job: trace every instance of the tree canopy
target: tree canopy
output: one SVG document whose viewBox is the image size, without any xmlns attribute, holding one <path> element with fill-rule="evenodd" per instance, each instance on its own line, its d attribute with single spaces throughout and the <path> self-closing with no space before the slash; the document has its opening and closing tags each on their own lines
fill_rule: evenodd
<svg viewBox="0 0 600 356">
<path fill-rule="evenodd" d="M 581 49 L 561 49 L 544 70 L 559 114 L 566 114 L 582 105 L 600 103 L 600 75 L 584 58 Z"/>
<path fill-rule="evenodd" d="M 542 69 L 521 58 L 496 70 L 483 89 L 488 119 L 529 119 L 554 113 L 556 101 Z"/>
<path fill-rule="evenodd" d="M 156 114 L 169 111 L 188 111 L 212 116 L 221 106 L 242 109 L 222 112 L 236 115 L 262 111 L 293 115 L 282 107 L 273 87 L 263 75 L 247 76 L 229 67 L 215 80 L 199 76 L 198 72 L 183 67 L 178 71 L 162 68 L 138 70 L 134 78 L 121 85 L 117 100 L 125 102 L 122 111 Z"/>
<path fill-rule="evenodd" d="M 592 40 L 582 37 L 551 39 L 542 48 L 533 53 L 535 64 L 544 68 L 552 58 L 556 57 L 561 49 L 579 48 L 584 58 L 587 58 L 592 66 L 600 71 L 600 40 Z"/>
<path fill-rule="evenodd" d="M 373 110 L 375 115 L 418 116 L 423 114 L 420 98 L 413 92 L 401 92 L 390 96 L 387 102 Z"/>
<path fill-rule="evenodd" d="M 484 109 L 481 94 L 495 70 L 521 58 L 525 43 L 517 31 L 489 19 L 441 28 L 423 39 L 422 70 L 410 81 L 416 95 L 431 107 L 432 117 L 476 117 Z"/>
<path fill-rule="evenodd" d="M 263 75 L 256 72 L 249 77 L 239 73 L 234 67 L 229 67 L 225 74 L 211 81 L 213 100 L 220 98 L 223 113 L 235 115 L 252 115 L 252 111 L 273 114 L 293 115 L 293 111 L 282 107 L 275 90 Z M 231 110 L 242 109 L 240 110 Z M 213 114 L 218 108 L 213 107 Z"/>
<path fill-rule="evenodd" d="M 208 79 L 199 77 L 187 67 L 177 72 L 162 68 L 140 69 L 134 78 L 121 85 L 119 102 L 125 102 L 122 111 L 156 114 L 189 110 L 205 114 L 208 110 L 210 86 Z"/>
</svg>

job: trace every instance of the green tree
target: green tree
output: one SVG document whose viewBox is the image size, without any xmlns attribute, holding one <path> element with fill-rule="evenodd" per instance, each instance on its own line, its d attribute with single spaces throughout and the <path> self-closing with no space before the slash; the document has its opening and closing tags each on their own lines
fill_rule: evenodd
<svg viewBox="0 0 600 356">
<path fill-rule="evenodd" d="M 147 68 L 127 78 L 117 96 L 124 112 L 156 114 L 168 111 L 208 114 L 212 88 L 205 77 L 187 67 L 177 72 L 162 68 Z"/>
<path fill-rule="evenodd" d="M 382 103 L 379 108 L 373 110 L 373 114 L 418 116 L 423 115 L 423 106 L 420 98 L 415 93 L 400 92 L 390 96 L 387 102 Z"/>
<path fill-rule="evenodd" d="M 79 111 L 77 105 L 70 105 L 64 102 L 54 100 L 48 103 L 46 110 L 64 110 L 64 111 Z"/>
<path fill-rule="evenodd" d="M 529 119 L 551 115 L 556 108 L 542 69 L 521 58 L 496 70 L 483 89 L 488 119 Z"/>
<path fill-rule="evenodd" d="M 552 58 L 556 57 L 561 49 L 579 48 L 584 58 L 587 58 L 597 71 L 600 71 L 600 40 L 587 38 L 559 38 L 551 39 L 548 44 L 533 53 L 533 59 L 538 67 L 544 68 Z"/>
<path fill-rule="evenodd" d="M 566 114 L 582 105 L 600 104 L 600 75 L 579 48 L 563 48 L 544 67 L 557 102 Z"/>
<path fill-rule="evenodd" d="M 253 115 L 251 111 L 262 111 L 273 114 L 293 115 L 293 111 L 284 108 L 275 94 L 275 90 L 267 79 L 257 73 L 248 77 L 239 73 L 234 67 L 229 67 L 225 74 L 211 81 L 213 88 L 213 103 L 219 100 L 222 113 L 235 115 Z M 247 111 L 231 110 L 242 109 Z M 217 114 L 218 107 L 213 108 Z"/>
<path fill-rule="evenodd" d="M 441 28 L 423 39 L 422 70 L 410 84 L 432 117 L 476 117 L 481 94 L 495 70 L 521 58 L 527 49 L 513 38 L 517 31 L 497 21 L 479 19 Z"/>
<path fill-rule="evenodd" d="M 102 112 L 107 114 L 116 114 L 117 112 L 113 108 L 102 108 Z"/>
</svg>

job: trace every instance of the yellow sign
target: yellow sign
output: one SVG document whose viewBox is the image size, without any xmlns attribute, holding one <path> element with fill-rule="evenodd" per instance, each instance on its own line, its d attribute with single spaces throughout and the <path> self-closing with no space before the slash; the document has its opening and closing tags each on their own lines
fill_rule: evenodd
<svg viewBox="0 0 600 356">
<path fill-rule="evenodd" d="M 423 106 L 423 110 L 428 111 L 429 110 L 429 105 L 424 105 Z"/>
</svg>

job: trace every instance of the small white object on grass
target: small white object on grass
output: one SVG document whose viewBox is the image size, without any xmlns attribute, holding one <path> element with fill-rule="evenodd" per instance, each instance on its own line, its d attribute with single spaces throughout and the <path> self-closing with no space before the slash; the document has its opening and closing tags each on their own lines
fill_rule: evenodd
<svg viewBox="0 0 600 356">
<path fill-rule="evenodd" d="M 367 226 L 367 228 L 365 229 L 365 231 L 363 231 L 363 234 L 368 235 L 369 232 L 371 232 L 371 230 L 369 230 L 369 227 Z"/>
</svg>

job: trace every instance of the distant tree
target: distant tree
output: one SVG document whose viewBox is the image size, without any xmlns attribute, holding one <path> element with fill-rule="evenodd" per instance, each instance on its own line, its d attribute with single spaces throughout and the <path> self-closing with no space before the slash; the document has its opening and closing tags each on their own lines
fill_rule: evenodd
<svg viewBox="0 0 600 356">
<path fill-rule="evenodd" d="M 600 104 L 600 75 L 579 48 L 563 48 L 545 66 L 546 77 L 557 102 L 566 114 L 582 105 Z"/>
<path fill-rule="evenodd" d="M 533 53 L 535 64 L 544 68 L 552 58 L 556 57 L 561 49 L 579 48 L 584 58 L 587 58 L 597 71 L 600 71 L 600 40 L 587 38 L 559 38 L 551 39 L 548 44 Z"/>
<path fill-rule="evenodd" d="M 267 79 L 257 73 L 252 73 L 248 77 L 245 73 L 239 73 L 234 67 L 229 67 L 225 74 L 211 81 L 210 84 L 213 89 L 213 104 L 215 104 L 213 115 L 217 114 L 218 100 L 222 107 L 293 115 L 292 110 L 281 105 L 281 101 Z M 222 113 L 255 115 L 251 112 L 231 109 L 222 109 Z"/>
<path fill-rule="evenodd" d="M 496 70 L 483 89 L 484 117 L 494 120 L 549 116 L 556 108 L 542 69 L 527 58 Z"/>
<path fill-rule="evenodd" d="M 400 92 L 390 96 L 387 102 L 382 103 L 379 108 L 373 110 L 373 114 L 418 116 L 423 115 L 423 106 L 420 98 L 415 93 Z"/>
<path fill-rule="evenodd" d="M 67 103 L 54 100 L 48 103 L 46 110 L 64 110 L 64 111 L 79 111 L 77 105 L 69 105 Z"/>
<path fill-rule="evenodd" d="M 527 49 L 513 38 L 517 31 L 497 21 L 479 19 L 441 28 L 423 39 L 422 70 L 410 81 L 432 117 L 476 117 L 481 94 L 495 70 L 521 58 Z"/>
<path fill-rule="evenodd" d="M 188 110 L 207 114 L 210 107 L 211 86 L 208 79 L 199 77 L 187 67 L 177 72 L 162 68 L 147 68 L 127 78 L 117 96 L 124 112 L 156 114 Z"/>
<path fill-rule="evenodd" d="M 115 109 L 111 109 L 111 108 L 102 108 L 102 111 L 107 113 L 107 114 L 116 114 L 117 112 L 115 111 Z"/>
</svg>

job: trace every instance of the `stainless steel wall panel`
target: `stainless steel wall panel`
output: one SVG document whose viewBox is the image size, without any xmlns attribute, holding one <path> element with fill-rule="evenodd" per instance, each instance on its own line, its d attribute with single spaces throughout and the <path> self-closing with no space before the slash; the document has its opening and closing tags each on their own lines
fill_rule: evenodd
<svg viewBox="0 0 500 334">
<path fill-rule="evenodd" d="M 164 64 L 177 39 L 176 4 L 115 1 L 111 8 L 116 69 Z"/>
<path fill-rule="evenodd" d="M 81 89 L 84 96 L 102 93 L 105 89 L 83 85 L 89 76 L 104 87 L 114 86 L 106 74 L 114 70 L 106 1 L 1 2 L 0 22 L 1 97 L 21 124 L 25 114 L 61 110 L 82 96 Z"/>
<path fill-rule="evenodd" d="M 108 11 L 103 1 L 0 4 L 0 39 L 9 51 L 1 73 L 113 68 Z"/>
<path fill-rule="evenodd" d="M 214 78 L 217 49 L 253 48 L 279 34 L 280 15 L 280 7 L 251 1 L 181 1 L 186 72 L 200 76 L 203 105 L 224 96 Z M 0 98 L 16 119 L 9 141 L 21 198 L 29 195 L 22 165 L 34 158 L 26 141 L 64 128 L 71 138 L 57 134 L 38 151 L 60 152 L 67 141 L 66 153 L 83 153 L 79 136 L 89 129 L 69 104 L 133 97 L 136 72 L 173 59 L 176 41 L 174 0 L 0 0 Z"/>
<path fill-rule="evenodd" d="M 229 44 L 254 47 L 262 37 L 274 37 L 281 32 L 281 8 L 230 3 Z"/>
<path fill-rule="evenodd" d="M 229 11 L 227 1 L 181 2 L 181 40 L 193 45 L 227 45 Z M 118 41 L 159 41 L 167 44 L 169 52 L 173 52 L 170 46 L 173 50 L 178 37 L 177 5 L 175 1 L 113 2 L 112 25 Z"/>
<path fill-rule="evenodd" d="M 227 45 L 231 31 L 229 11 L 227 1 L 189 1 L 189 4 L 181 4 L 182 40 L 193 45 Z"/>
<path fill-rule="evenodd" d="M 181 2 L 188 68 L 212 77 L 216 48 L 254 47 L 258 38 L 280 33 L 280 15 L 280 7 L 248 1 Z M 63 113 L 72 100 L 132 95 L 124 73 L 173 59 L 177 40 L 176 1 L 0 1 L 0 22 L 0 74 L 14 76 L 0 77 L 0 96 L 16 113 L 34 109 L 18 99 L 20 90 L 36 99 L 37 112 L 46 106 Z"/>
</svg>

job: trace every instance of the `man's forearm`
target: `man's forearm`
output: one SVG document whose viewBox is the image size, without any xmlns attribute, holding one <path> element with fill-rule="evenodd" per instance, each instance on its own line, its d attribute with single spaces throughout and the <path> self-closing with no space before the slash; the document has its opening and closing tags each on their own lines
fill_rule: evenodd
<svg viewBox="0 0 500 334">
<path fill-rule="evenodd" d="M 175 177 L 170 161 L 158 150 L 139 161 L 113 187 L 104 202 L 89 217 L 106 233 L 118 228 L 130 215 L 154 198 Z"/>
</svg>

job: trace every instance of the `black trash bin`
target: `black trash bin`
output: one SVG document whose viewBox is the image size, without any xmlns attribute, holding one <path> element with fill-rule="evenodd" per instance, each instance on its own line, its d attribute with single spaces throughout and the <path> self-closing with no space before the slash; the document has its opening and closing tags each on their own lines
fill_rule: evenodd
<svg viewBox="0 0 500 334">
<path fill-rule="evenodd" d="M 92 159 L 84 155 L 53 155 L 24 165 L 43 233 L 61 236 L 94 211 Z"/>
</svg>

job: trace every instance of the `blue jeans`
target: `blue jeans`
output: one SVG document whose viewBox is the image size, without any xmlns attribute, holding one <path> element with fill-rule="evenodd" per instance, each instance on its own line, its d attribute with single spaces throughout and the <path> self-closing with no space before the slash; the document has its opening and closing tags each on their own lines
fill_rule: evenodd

## ACTION ITEM
Only a number should come back: the count of lines above that include "canopy".

## SOLVED EXERCISE
2